• Jouw opdracht: Zet alle regels van de items hieronder in een Markdown-tabel met de kolommen Nr en Regel, met per rij het volgnummer en de regel zelf en zonder lege regels. Laat de afbeeldingen weg uit de tabel.
═══ De items ═══
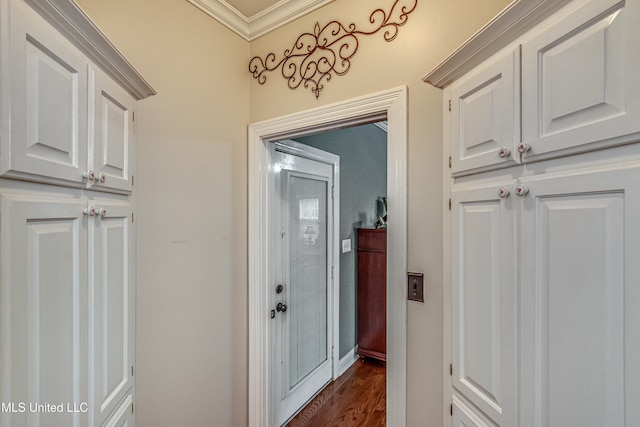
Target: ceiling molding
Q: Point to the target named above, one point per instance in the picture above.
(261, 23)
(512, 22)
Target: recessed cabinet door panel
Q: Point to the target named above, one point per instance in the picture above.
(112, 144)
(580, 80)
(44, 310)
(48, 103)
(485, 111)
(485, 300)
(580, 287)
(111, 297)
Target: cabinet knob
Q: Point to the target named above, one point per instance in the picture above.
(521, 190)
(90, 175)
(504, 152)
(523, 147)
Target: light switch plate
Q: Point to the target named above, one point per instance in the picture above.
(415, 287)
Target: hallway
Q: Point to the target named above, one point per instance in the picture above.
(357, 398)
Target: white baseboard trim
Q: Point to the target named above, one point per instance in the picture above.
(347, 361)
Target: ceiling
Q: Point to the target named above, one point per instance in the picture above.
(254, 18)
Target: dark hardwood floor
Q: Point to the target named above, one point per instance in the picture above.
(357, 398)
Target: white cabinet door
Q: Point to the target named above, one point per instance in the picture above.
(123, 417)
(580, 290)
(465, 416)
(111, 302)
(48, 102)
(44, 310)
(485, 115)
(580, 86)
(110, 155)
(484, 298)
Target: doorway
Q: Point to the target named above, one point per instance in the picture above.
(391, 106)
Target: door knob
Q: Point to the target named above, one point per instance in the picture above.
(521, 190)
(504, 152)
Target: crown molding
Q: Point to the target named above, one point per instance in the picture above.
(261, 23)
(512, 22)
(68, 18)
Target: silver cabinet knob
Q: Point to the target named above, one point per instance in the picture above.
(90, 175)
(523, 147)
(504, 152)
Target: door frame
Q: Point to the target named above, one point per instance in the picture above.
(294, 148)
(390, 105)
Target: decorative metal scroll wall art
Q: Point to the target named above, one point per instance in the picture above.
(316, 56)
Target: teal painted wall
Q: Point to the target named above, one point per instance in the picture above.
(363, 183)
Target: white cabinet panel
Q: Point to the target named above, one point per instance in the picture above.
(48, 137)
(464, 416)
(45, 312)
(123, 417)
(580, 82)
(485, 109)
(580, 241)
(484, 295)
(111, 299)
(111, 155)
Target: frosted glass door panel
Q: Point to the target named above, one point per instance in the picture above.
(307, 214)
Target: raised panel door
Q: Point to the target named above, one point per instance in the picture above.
═══
• Uitvoer opdracht:
| Nr | Regel |
|---|---|
| 1 | Target: ceiling molding |
| 2 | Q: Point to the target named above, one point per instance in the picture above. |
| 3 | (261, 23) |
| 4 | (512, 22) |
| 5 | Target: recessed cabinet door panel |
| 6 | Q: Point to the target named above, one point per instance in the picture above. |
| 7 | (112, 144) |
| 8 | (580, 80) |
| 9 | (44, 310) |
| 10 | (48, 103) |
| 11 | (485, 111) |
| 12 | (485, 300) |
| 13 | (580, 287) |
| 14 | (111, 297) |
| 15 | Target: cabinet knob |
| 16 | Q: Point to the target named above, one point per instance in the picture above. |
| 17 | (521, 190) |
| 18 | (90, 175) |
| 19 | (504, 152) |
| 20 | (523, 147) |
| 21 | Target: light switch plate |
| 22 | Q: Point to the target named above, one point per instance in the picture above. |
| 23 | (415, 287) |
| 24 | Target: hallway |
| 25 | Q: Point to the target named above, one point per instance in the picture above. |
| 26 | (357, 398) |
| 27 | Target: white baseboard trim |
| 28 | Q: Point to the target named above, one point per instance in the picture above. |
| 29 | (347, 361) |
| 30 | Target: ceiling |
| 31 | Q: Point to the target named above, one point per instance in the picture above. |
| 32 | (254, 18) |
| 33 | Target: dark hardwood floor |
| 34 | Q: Point to the target named above, one point per instance in the picture above. |
| 35 | (357, 398) |
| 36 | Target: white cabinet door |
| 37 | Q: Point to the target named above, one point per instance in the picture above. |
| 38 | (123, 417) |
| 39 | (580, 290) |
| 40 | (465, 416) |
| 41 | (111, 302) |
| 42 | (48, 102) |
| 43 | (44, 310) |
| 44 | (485, 115) |
| 45 | (580, 86) |
| 46 | (110, 155) |
| 47 | (484, 298) |
| 48 | Target: doorway |
| 49 | Q: Point to the target named above, one point per instance in the picture above. |
| 50 | (391, 106) |
| 51 | Target: door knob |
| 52 | Q: Point to the target named above, one point per instance in the picture above. |
| 53 | (521, 190) |
| 54 | (504, 152) |
| 55 | Target: crown molding |
| 56 | Q: Point to the target named above, one point per instance in the picture above. |
| 57 | (261, 23) |
| 58 | (512, 22) |
| 59 | (68, 18) |
| 60 | Target: silver cabinet knob |
| 61 | Q: Point to the target named above, one point per instance in the picture above. |
| 62 | (90, 175) |
| 63 | (523, 147) |
| 64 | (504, 152) |
| 65 | Target: door frame |
| 66 | Q: Point to the target named above, one point per instance in the picture above. |
| 67 | (294, 148) |
| 68 | (390, 105) |
| 69 | Target: decorative metal scroll wall art |
| 70 | Q: Point to the target named above, one point per instance in the picture above. |
| 71 | (316, 56) |
| 72 | Target: teal painted wall |
| 73 | Q: Point to the target named above, one point per instance in the picture above. |
| 74 | (363, 183) |
| 75 | Target: white cabinet panel |
| 76 | Q: Point to the target named above, one point per instance in the picture above. |
| 77 | (48, 137) |
| 78 | (464, 416) |
| 79 | (45, 312) |
| 80 | (123, 417) |
| 81 | (580, 82) |
| 82 | (485, 109) |
| 83 | (580, 241) |
| 84 | (484, 295) |
| 85 | (111, 299) |
| 86 | (111, 155) |
| 87 | Target: frosted glass door panel |
| 88 | Q: Point to the target named above, one point per instance in the picture above. |
| 89 | (307, 214) |
| 90 | Target: raised panel door |
| 91 | Q: Point to the target named above, one point per instance in the picture above. |